Write out every line of the material below as a numbered list, leaving out any blank lines.
-- START OF GIVEN INFORMATION --
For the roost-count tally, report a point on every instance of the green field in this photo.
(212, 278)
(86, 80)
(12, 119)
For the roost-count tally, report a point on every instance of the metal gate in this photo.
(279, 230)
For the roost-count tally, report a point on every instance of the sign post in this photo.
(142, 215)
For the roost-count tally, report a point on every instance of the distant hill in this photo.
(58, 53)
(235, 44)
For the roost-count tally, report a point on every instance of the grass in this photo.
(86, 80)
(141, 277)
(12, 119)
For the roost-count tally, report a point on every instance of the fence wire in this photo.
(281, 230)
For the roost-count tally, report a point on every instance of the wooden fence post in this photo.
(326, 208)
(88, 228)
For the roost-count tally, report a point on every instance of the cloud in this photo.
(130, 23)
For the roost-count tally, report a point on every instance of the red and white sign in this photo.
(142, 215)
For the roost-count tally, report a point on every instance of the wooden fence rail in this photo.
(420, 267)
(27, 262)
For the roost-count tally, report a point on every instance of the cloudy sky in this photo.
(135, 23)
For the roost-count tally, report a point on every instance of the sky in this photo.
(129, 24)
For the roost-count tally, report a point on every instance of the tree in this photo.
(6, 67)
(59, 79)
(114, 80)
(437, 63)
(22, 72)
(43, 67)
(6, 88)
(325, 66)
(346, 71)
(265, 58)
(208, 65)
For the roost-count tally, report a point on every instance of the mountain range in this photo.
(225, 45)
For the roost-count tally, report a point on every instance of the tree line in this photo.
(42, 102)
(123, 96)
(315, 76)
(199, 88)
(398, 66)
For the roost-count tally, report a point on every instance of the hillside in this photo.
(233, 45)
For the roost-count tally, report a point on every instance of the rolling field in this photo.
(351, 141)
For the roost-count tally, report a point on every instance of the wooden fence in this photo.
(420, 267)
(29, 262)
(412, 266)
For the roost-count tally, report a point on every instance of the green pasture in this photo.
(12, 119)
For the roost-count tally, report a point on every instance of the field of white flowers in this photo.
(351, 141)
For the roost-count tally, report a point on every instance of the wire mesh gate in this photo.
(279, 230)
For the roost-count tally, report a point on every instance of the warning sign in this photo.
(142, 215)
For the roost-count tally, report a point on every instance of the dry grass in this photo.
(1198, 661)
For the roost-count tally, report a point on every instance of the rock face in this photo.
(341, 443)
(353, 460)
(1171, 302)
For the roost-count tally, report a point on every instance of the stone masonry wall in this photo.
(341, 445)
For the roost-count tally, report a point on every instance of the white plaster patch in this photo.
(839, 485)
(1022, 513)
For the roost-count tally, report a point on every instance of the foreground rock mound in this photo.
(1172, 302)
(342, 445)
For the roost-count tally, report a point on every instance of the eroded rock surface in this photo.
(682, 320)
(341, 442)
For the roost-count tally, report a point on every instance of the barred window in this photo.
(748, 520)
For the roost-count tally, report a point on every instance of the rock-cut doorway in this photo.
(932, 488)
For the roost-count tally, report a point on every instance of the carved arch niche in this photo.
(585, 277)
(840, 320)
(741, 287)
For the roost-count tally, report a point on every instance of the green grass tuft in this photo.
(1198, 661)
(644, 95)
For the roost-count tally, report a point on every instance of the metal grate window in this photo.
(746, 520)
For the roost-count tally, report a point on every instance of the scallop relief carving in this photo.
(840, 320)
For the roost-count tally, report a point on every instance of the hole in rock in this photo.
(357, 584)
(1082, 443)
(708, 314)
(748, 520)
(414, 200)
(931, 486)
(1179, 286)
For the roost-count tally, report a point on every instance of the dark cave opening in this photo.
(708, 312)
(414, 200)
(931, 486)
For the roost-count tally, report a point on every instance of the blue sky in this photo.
-- END OF GIVEN INFORMATION --
EXERCISE RESULT =>
1. For the roost-count tally, report a point on every instance of the green field in this photo.
2. (212, 278)
3. (86, 80)
4. (12, 119)
5. For the roost-count tally, report a point on every instance of the metal gate in this photo.
6. (279, 230)
7. For the roost-count tally, report a point on every instance of the sign post in this photo.
8. (142, 215)
9. For the roost-count tally, report a point on every instance of the distant hill in this photo.
10. (58, 53)
11. (235, 44)
12. For the roost-count tally, report a point on every instance of the grass in this photo.
13. (86, 80)
14. (141, 277)
15. (12, 119)
16. For the roost-count tally, report a point on every instance of the fence wire in this photo.
17. (281, 230)
18. For the roost-count tally, report a point on every instance of the wooden fence post in this photo.
19. (326, 208)
20. (88, 228)
21. For the roost-count tally, report a point on every instance of the cloud in this photo.
22. (130, 23)
23. For the roost-count tally, report a point on every instance of the red and white sign in this photo.
24. (142, 215)
25. For the roost-count tally, report a point on every instance of the wooden fence rail in this photo.
26. (420, 267)
27. (27, 262)
28. For the roost-count tally, report a point on every instance of the cloudy sky in this photo.
29. (135, 23)
30. For the roost-count tally, report a point on every instance of the sky in this photo.
31. (129, 24)
32. For the roost-count tally, report a point on every instance of the tree in this photo.
33. (6, 67)
34. (59, 79)
35. (114, 80)
36. (437, 63)
37. (22, 72)
38. (43, 67)
39. (6, 88)
40. (325, 66)
41. (346, 71)
42. (265, 58)
43. (208, 65)
44. For the roost-count tally, report a point on every instance of the mountain range in this photo.
45. (225, 45)
46. For the roost-count tally, report a point on every instance of the tree line in this photo.
47. (42, 102)
48. (123, 96)
49. (315, 76)
50. (199, 88)
51. (398, 66)
52. For the roost-count tally, report a point on every instance of the hillside in this photo.
53. (233, 45)
54. For the roost-count tally, report a point on every instance of the rolling field in this photo.
55. (351, 141)
56. For the roost-count tally, report a point on every instance of the wooden fence in this photo.
57. (420, 267)
58. (29, 262)
59. (412, 266)
60. For the roost-count tally, report a point on every instance of the green pasture in this photo.
61. (12, 119)
62. For the roost-count tally, report a point on every instance of the field of white flowers in this photo.
63. (351, 141)
64. For the roost-count tally, report a point on every instance of the wire mesh gate in this photo.
65. (279, 230)
66. For the roost-count tally, report a point on every instance of the warning sign in this photo.
67. (142, 215)
68. For the roost-count tally, report a point on every instance of the dry grass in this photo.
69. (1198, 661)
70. For the roost-count tally, report a point on every instance of the rock face in this photo.
71. (341, 443)
72. (353, 460)
73. (1171, 302)
74. For the roost-count tally, report a point on every instance of the stone masonry wall in this photo.
75. (341, 445)
76. For the roost-count tally, report a point on every instance of the white plaster patch in this photo.
77. (839, 485)
78. (1022, 513)
79. For the roost-count tally, report a point on every instance of the foreground rock mound in this photo.
80. (1172, 302)
81. (342, 445)
82. For the roost-count tally, report a point on every instance of the eroded rock surface in this photo.
83. (682, 320)
84. (341, 442)
85. For the roost-count tally, report a point on every instance of the barred window in this photo.
86. (748, 520)
87. For the roost-count tally, report a point on every instance of the rock-cut doorway in this photo.
88. (932, 488)
89. For the roost-count tally, report a point on every instance of the carved arch niche in this photo.
90. (585, 277)
91. (840, 320)
92. (741, 287)
93. For the roost-count tally, report a point on every instance of the green grass tuft in this photo.
94. (1198, 661)
95. (644, 95)
96. For the roost-count tally, report a point on every instance of the metal grate window in this photo.
97. (746, 520)
98. For the roost-count tally, report a point on every instance of the scallop relief carving in this photo.
99. (840, 320)
100. For the roost-count tally, report a point on every instance of the hole in rock in this photo.
101. (357, 584)
102. (1082, 443)
103. (708, 314)
104. (748, 520)
105. (414, 200)
106. (931, 486)
107. (1179, 286)
108. For the roost-count tally, report a point on every instance of the dark cave opening in this photo.
109. (708, 312)
110. (414, 200)
111. (931, 486)
112. For the roost-count tally, report a point on every instance of the blue sky in this photo.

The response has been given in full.